● Data drawn from a collection
>> Begin

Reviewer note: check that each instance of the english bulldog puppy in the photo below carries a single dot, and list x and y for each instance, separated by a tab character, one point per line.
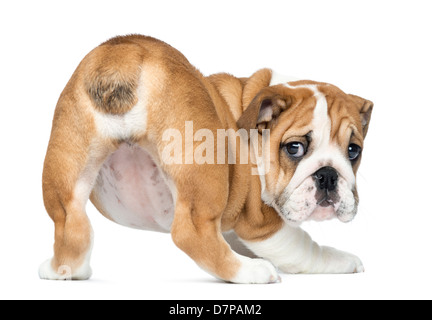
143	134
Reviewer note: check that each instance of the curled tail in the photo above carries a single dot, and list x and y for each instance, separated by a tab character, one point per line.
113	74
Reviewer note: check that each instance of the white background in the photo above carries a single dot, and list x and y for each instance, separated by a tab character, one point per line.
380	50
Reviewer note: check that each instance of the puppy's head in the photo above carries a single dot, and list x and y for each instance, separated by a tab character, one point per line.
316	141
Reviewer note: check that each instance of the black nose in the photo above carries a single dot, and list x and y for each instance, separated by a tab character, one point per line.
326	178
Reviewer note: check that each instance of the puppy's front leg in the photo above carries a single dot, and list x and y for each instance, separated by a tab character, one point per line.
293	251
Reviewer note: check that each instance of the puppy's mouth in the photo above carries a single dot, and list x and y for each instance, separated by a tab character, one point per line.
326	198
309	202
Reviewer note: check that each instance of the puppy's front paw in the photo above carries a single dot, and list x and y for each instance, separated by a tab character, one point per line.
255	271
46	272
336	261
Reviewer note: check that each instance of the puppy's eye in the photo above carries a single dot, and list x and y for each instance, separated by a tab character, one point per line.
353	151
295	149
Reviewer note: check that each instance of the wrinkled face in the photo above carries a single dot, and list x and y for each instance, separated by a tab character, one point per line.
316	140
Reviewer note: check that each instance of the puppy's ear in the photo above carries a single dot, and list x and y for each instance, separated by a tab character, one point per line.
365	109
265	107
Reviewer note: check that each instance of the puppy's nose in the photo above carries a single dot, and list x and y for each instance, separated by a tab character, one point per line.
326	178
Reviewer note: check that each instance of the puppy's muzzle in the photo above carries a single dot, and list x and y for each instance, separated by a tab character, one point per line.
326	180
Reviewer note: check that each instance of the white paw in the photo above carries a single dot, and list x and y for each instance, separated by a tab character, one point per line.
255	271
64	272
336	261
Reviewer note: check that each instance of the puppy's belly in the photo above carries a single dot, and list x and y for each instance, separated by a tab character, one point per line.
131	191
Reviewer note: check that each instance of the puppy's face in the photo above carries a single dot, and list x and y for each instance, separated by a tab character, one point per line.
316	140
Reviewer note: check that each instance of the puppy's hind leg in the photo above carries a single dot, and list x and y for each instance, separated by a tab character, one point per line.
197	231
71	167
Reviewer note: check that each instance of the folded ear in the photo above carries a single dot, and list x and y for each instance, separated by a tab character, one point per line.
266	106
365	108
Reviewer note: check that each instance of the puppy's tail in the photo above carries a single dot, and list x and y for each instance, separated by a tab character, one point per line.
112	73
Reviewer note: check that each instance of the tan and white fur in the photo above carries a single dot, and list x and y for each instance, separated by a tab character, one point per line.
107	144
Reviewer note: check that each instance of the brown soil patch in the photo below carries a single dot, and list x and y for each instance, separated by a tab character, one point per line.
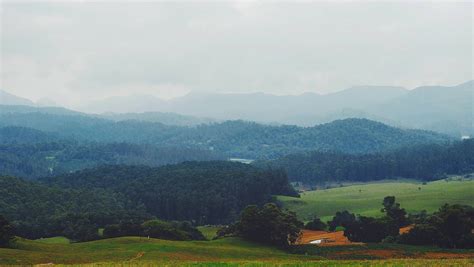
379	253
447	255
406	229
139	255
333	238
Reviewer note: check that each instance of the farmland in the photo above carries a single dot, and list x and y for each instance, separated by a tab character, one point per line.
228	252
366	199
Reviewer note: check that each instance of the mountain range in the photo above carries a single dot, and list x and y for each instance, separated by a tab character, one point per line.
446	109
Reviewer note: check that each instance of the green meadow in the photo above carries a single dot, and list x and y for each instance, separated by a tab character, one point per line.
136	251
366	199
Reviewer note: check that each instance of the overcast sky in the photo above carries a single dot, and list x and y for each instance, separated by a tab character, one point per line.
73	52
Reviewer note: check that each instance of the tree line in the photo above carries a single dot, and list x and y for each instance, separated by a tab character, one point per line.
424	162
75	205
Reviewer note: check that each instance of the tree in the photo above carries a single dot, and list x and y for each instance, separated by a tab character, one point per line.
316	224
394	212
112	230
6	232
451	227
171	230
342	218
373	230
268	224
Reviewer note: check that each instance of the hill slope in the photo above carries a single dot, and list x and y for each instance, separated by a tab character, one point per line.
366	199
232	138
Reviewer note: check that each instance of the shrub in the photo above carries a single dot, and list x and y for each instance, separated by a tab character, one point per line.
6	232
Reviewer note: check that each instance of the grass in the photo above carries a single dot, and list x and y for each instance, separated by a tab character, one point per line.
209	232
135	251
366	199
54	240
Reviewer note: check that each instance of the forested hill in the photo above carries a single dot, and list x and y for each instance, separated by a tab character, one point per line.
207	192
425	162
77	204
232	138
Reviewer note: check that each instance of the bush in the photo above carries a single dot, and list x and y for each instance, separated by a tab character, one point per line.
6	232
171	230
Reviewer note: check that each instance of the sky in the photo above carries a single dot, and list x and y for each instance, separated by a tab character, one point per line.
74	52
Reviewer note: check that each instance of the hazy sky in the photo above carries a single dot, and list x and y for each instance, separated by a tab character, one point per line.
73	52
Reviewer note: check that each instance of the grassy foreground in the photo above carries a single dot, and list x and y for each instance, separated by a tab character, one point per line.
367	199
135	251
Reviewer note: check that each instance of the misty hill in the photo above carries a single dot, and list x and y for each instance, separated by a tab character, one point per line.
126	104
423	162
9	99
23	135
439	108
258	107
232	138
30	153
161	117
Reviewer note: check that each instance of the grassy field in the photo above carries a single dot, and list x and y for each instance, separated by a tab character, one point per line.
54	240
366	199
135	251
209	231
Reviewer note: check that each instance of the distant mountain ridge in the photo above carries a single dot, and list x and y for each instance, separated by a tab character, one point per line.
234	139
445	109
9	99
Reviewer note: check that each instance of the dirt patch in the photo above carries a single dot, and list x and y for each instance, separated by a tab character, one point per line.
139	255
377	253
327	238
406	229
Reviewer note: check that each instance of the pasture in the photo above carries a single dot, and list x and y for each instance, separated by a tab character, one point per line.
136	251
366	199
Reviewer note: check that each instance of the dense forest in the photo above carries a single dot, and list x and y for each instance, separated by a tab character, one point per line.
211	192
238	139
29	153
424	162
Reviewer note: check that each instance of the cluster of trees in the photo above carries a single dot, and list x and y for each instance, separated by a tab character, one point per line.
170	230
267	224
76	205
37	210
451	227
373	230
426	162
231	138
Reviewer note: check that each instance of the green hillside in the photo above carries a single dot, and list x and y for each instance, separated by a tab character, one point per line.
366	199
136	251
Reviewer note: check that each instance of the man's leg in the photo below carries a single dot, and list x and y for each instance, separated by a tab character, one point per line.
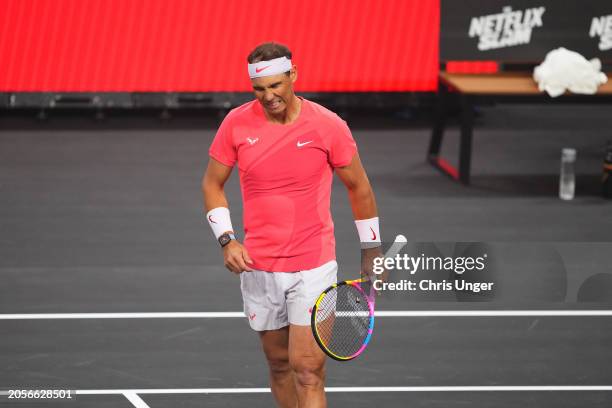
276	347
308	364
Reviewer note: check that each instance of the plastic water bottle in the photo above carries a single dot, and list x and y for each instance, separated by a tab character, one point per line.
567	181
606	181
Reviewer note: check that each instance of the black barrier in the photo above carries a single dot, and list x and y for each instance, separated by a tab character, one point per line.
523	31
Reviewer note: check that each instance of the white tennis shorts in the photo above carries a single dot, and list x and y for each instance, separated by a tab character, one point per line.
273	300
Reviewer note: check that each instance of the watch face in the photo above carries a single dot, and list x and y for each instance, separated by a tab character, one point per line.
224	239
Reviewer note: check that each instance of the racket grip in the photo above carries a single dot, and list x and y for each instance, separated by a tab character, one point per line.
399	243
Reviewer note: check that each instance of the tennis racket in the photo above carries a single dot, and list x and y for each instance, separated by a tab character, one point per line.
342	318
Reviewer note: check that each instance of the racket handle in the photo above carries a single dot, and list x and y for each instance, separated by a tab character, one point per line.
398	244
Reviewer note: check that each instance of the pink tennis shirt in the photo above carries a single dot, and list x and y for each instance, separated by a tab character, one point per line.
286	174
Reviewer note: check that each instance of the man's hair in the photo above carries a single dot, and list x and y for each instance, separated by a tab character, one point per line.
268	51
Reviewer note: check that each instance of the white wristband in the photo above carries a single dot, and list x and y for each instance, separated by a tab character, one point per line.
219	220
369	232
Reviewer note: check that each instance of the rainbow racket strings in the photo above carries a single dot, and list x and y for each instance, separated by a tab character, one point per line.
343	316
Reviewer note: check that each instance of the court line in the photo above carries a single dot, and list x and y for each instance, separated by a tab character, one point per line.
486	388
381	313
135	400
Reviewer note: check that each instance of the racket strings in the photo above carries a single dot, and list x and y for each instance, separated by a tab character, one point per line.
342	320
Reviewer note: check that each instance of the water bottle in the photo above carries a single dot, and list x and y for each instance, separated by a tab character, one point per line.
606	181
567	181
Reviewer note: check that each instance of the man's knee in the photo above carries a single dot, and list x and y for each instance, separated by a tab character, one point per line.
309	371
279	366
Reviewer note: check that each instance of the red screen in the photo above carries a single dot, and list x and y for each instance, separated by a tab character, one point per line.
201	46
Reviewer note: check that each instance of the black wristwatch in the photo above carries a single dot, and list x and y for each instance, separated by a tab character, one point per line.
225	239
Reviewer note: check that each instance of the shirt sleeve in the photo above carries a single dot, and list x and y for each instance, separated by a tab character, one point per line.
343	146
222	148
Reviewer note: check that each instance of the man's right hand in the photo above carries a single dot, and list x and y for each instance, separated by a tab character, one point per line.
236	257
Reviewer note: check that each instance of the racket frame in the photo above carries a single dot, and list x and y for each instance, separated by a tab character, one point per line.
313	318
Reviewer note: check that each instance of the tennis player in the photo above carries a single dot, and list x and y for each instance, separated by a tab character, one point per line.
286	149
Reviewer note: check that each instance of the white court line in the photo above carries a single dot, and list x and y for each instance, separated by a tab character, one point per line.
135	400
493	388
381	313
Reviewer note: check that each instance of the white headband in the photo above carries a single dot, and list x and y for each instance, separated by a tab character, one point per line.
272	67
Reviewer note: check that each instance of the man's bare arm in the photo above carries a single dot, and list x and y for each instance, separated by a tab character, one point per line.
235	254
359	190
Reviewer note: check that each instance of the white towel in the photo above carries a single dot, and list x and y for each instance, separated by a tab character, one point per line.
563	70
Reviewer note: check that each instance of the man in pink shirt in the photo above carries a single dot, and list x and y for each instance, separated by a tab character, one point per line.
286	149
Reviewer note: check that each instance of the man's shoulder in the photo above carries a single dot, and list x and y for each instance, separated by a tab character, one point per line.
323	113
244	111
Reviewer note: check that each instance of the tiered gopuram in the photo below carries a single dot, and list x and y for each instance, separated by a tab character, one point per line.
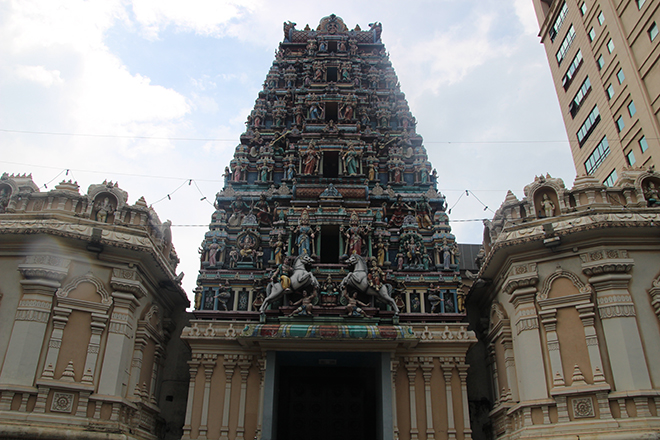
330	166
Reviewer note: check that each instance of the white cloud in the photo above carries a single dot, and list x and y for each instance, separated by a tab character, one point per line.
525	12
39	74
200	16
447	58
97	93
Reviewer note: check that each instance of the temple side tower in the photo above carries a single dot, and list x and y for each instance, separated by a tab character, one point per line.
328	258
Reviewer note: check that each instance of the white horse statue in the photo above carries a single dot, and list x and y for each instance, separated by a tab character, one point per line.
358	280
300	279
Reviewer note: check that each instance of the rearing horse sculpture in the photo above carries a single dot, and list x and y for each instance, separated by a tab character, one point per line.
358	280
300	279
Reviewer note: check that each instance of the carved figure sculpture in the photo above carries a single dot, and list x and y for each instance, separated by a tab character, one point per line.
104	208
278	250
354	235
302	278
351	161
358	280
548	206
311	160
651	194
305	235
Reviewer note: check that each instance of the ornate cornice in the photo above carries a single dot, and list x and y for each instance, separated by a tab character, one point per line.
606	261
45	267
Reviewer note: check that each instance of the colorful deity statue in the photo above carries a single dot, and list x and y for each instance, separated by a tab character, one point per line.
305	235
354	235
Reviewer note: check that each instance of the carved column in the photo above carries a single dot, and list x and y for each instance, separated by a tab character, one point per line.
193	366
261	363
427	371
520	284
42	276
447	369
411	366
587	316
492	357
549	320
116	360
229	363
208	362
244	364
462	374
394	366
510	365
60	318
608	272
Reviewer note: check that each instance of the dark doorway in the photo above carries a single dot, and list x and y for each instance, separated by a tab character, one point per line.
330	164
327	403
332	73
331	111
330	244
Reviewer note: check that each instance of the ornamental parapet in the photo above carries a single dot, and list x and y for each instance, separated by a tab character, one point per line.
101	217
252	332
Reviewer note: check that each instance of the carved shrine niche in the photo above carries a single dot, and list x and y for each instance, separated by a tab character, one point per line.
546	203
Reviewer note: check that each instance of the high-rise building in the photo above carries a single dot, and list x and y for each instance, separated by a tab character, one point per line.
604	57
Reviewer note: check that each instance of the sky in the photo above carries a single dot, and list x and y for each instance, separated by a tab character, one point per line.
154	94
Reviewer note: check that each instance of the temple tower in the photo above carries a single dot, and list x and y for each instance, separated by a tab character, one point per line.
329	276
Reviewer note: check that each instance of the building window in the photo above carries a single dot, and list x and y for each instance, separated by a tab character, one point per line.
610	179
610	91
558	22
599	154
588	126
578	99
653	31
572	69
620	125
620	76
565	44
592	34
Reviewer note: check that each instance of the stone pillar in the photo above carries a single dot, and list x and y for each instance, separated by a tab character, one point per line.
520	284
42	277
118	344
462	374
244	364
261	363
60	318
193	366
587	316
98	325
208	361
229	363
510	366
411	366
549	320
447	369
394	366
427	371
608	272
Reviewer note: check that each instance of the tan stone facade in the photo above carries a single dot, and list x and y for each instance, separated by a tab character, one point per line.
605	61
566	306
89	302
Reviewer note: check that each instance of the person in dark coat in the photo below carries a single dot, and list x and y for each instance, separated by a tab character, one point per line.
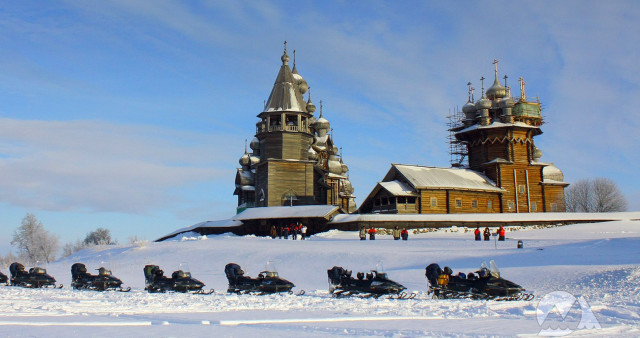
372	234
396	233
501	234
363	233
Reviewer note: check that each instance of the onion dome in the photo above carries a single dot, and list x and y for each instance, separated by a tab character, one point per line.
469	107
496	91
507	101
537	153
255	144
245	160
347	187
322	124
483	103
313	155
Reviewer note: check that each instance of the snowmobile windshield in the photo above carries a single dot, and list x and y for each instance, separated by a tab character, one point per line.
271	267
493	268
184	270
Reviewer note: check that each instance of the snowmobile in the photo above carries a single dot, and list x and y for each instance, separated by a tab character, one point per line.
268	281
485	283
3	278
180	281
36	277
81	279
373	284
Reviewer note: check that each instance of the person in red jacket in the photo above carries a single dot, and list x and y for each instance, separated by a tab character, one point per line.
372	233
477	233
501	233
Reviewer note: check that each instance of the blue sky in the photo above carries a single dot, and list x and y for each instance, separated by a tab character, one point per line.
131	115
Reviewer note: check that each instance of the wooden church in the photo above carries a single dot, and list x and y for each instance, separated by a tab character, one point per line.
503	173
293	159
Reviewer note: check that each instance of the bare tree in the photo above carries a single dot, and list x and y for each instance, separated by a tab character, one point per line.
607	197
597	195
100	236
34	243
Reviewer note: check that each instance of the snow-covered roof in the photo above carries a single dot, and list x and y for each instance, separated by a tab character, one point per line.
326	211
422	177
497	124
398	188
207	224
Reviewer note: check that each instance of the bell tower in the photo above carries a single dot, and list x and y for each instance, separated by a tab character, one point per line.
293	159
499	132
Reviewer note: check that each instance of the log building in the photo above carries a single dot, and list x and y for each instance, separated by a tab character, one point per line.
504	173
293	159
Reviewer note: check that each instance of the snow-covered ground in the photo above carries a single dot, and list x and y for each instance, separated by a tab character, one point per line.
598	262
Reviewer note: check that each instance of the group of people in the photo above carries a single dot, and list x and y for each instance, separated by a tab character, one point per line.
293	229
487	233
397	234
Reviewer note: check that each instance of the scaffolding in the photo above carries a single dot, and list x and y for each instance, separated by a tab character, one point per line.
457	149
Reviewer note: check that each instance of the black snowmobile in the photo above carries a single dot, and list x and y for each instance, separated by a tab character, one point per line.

>> End

● TASK OBJECTIVE
Copy the items word for word, starting with the line that contains "Reviewer note: check that each instance of the bell" and continuing through the last line of the items, including both ends.

● RIGHT ANSWER
Reviewer note: check that each instance of the bell tower in the photo above carries a single dot, and list x and y for each instance, separated by a tab character, one point per line.
293	159
499	132
Reviewer note: check that each instance of the log building in the photo above carries a single dot, and list x and y for each instance, separated by a tab character, one point per line.
504	173
293	159
Reviewer note: check that each instance of the snow-covered ground in the photo above carries a single dot, and list x and y for each instance, separated by a tab character, one point per line.
598	262
Reviewer note: check that each instance of the group of people in the photo above carries a single dot, and list x and y for each instance, separated by a tab character, one point per line.
293	229
487	233
397	234
Reviewer note: check that each instance of the scaffolding in the photo above carries a single dot, and list x and y for each instance, separated by a tab character, one point per line.
457	149
Reviewer note: check that each instance of the black snowmobile in the photo above carries a single dot, and list x and y for each instance, separated by a tab character, one point per line.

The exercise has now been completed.